The word “comedy” means something different in literature than it does in television. Biblical comedy is not necessarily of the LOL—Laugh Out Loud—variety. Comedy in the Bible is often used to ridicule the arrogant, to let the fools and underdogs triumph. But biblical comedy is rooted in a “comic vision” that is transformative (J. William Whedbee, The Bible and the Comic Vision, pp. 4-5). So comedy in the Bible is often a tool for coping with the harshness of life. But biblical comedy also opens up an entire vision of life—and that vision is hopeful. The simplest way to differentiate comedy from tragedy—in the classical sense (think about Shakespeare’s comedies and tragedies)—is that a tragedy usually ends with a funeral and comedy ends with a wedding feast. Each and every Sunday, we are invited to God’s feast for us—where we remember Jesus’ death even as we celebrate his love and his living presence among us. Comedy is not a silly escape from life’s harsh realities; Biblical comedy shows us an alternate reality of hope and joy.
I was thrilled when Karen Turner accepted our invitation to lead our first retreat—not only because she’s a dear friend and a wonderful retreat leader, but because she uses storytelling in her ministry. I understand my own life as a story. I think of the Christian faith in terms of a story.
Elie Wiesel says that “God made [humanity] because [God] loves stories.” I would clarify that humans are not characters God manipulates, but co-creators in life’s ongoing story. If I think about Divine activity as storytelling, and humans participating in Life’s creativity as co-authors, then our goal is to continue constructing and living into a story unfolding with hope. Hope, after all, is the storyteller’s gracious capacity to imagine what is not yet. Our other human purpose is to connect, and that is also the storyteller’s goal: to create a bridge from one being to another, to construct a mental framework that connects life’s pieces meaningfully, to imagine someone else’s situation and empathize, to understand one’s self in community, to relate . . . to love. To live a life of faith is to participate as a story teller in this unfolding love story.

## STORED DATA
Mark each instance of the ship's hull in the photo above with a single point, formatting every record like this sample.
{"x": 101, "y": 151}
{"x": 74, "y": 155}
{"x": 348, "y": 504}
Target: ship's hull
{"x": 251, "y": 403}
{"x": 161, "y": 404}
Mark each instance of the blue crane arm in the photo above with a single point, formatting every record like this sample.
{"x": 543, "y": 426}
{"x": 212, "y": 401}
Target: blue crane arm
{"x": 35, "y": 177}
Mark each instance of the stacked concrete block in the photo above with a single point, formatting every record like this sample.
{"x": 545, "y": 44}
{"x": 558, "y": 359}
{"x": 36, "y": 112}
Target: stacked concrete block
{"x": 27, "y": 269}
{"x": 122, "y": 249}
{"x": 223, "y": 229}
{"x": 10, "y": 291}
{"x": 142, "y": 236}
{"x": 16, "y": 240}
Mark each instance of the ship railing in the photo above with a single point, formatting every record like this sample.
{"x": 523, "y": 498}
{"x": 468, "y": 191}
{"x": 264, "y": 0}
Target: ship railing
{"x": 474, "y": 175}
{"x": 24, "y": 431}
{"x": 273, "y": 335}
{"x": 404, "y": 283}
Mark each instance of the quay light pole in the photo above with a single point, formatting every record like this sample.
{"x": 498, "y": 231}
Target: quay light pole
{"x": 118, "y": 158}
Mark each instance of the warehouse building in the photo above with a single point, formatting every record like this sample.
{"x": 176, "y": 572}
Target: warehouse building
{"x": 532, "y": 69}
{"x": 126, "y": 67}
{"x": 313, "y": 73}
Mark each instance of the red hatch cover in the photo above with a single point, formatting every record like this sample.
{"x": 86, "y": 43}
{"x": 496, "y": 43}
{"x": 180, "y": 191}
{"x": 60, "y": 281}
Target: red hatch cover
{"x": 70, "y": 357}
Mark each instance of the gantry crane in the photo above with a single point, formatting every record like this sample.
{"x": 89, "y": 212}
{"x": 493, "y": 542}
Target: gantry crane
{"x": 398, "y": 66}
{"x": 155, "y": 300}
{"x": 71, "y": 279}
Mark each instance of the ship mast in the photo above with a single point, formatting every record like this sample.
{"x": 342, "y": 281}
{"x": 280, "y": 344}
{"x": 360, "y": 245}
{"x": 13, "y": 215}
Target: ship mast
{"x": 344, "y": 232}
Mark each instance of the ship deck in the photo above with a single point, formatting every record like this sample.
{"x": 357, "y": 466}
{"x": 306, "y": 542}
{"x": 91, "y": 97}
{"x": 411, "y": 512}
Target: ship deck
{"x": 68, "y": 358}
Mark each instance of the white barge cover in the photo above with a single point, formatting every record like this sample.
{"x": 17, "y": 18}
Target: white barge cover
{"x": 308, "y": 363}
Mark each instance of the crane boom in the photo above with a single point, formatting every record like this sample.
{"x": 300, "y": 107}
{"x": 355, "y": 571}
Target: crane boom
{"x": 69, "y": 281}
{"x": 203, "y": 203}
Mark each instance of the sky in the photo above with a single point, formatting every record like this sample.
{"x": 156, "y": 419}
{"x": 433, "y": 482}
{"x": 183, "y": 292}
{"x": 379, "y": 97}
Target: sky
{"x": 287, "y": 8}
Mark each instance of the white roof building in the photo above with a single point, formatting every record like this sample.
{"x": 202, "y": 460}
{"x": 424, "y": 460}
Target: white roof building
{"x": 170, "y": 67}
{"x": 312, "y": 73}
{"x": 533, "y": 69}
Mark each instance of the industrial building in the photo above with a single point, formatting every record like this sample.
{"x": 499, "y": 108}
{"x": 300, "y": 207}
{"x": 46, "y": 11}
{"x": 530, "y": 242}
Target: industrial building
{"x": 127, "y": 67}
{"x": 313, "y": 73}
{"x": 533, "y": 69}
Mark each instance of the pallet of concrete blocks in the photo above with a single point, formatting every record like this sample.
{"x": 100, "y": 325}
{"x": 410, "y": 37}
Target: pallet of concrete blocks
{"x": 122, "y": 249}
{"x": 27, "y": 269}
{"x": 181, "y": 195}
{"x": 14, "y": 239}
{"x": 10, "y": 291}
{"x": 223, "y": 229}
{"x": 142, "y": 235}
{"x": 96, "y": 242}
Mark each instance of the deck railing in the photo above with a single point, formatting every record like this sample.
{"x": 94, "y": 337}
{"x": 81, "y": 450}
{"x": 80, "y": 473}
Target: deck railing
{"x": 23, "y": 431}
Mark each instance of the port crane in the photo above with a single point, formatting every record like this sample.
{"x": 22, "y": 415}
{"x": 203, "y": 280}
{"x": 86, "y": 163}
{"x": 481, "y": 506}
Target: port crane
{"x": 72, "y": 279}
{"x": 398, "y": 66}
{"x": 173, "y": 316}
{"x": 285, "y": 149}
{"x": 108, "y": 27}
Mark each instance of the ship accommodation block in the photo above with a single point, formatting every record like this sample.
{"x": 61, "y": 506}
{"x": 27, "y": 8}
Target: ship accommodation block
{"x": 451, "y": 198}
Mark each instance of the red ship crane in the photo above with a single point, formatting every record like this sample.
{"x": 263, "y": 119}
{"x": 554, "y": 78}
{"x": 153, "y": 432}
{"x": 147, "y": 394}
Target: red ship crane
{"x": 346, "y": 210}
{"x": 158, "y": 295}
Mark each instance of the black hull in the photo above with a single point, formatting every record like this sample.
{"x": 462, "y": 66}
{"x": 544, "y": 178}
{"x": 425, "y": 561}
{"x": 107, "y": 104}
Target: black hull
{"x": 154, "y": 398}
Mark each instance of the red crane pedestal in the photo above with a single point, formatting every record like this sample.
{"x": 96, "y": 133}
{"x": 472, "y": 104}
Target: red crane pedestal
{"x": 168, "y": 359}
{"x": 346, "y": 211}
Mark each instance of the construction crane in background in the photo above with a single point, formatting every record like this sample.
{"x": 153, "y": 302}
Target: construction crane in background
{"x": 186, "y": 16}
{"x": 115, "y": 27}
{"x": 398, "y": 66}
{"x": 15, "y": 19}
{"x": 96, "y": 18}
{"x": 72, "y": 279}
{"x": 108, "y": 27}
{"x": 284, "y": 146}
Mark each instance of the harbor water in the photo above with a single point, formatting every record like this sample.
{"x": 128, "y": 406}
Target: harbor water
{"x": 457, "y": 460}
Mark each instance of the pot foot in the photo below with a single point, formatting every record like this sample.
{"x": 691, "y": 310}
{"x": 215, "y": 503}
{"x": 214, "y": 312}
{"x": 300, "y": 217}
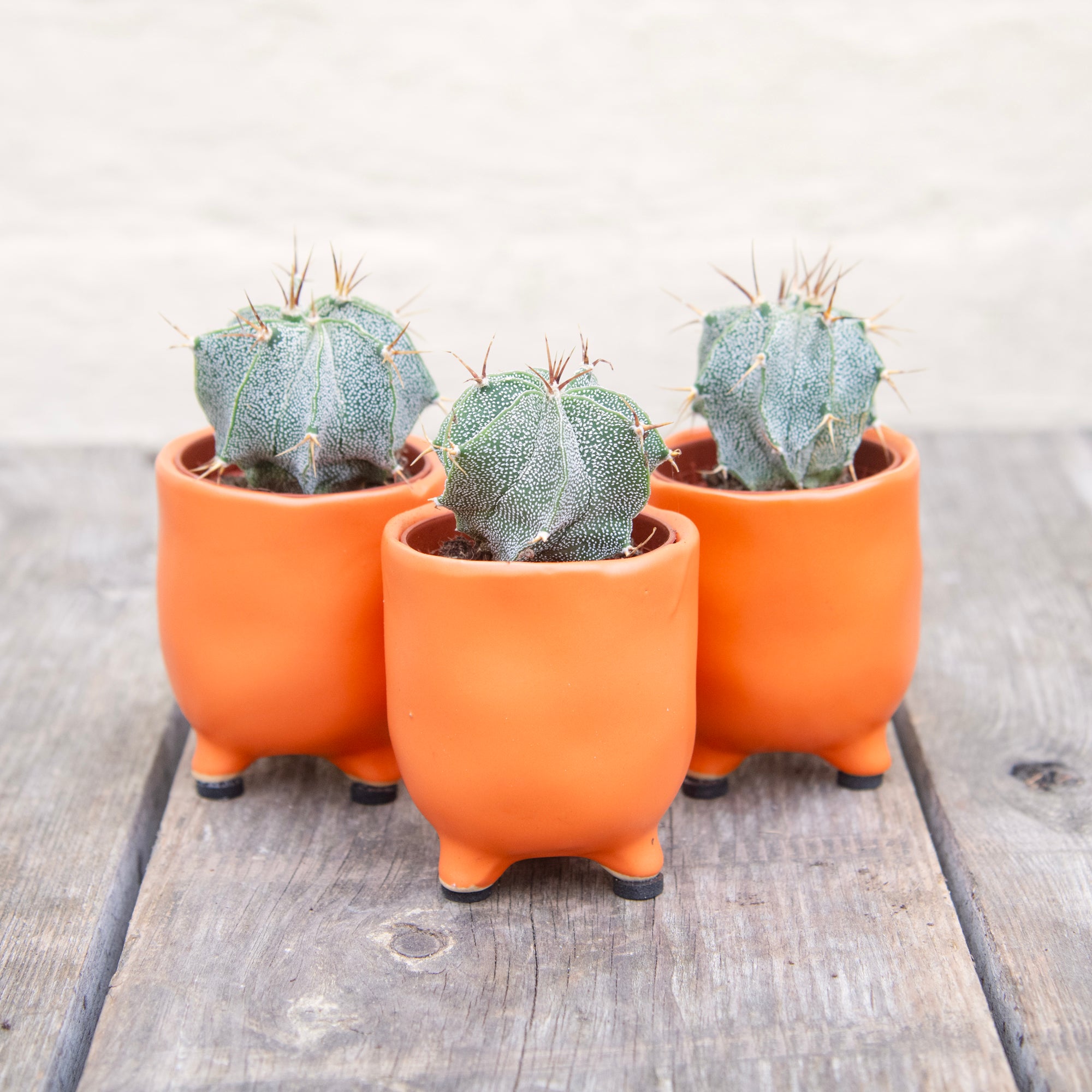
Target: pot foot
{"x": 376, "y": 767}
{"x": 640, "y": 887}
{"x": 362, "y": 792}
{"x": 861, "y": 763}
{"x": 858, "y": 782}
{"x": 705, "y": 789}
{"x": 471, "y": 895}
{"x": 227, "y": 789}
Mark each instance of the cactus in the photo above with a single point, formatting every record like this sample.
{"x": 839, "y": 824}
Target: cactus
{"x": 548, "y": 469}
{"x": 315, "y": 400}
{"x": 788, "y": 386}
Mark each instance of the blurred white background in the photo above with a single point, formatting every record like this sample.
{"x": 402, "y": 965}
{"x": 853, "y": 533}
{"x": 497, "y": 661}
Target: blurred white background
{"x": 540, "y": 167}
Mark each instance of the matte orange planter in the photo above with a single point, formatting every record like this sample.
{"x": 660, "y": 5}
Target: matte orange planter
{"x": 542, "y": 709}
{"x": 810, "y": 612}
{"x": 271, "y": 620}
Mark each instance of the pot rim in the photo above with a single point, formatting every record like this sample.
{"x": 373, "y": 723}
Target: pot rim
{"x": 906, "y": 465}
{"x": 680, "y": 529}
{"x": 170, "y": 465}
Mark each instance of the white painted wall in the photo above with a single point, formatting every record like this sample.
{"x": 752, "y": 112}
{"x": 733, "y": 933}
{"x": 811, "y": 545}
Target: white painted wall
{"x": 538, "y": 167}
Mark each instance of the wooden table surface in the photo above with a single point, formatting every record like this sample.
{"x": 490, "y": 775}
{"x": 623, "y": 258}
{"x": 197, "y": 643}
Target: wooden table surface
{"x": 935, "y": 934}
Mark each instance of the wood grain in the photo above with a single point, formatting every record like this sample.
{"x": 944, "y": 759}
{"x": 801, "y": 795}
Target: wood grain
{"x": 293, "y": 941}
{"x": 88, "y": 743}
{"x": 999, "y": 730}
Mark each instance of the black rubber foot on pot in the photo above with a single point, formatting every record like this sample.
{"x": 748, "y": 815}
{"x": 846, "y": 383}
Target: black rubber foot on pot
{"x": 362, "y": 793}
{"x": 468, "y": 896}
{"x": 705, "y": 789}
{"x": 852, "y": 781}
{"x": 639, "y": 889}
{"x": 220, "y": 790}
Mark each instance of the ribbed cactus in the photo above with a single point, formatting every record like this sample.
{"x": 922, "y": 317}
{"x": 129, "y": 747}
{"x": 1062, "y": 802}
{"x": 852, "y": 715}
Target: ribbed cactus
{"x": 788, "y": 386}
{"x": 548, "y": 469}
{"x": 312, "y": 400}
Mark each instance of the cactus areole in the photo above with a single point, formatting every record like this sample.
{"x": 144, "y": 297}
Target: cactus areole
{"x": 787, "y": 386}
{"x": 315, "y": 399}
{"x": 548, "y": 469}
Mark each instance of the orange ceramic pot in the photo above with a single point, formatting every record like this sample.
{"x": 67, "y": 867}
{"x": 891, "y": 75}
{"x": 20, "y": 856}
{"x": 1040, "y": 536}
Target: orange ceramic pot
{"x": 271, "y": 620}
{"x": 810, "y": 611}
{"x": 542, "y": 709}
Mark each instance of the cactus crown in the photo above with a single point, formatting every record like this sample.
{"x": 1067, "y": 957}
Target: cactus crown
{"x": 548, "y": 469}
{"x": 312, "y": 400}
{"x": 788, "y": 386}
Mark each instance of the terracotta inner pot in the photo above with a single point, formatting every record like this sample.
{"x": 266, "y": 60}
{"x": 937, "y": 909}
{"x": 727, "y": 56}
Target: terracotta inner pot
{"x": 698, "y": 456}
{"x": 430, "y": 536}
{"x": 203, "y": 450}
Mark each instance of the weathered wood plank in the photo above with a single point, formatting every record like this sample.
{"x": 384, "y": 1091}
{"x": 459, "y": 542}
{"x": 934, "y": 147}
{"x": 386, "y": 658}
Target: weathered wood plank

## YOUR INSTRUCTIONS
Decide whether each of the following statements agrees with the passage on biblical comedy and storytelling. Answer yes or no for each, and quote the exact words of the passage that decide it.
1. In the classical sense, a tragedy usually ends with a funeral.
2. The passage presents biblical comedy as a silly escape from life's harsh realities.
3. The writer holds that humans are characters God manipulates.

## REPLY TO THE EXERCISE
1. Yes: "a tragedy usually ends with a funeral and comedy ends with a wedding feast"
2. No: "Comedy is not a silly escape from life’s harsh realities"
3. No: "humans are not characters God manipulates, but co-creators in life’s ongoing story"